TASK OBJECTIVE:
The entries are to be returned exactly, with images left out.

Saved entries:
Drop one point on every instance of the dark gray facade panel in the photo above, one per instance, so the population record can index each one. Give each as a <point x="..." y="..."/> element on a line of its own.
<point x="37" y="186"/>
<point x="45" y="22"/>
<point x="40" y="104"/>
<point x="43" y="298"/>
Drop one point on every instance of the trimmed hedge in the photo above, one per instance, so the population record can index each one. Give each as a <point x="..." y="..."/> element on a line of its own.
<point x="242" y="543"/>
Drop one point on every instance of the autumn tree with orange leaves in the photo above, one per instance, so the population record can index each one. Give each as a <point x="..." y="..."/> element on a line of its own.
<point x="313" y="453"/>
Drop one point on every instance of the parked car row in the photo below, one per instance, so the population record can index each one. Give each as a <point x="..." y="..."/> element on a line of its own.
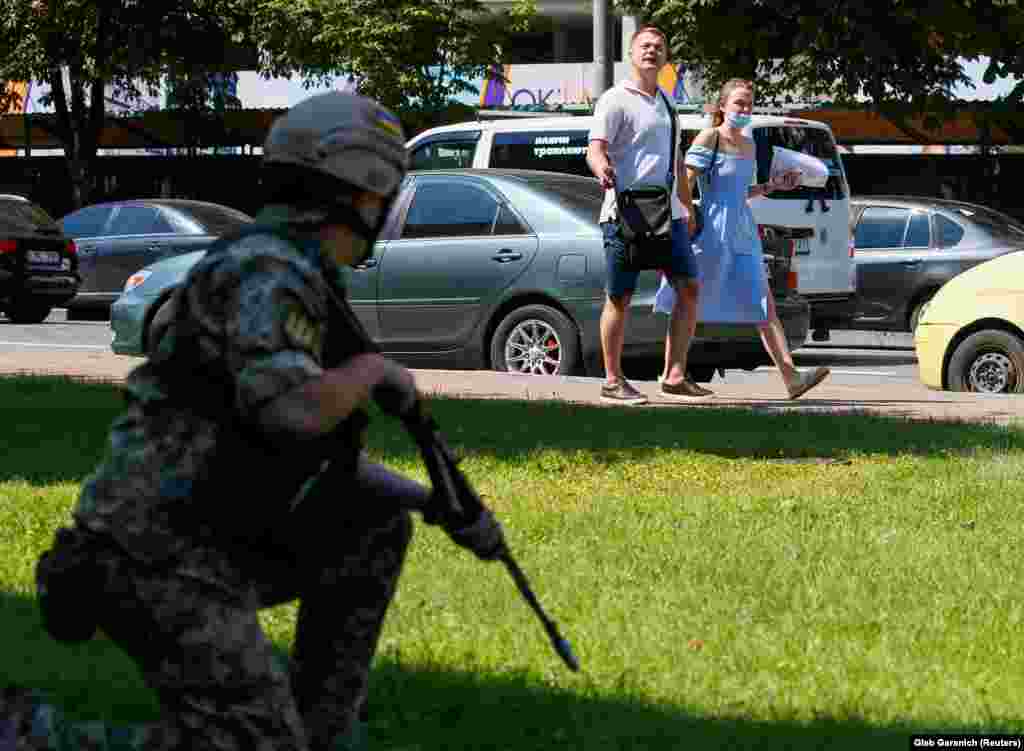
<point x="38" y="262"/>
<point x="494" y="268"/>
<point x="906" y="248"/>
<point x="117" y="239"/>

TASK SOLUTION:
Drop one point on every instance of the dark gray facade panel in the photo above, one per instance, so the population record can index each one. Give each as a <point x="..." y="..."/> element on a line of its own.
<point x="37" y="186"/>
<point x="45" y="22"/>
<point x="40" y="104"/>
<point x="43" y="298"/>
Drop one point on every instance of the trimmed hedge in the photo above, one per instance, so the population record can index each one. Give each as a <point x="..." y="..."/> element on a line of its own.
<point x="242" y="543"/>
Drop one point on every instance of the autumn tree with orange leaves in the photo above, one per instance, so the population record can index each one. Give each as a <point x="..." y="..."/> element on a line of its own.
<point x="313" y="453"/>
Drop one point on every instance of the parked car row in the photo below, one per instance, so the population record can index each one. Give each as a <point x="..." y="..."/> element on a line of its own.
<point x="38" y="262"/>
<point x="494" y="268"/>
<point x="906" y="248"/>
<point x="117" y="239"/>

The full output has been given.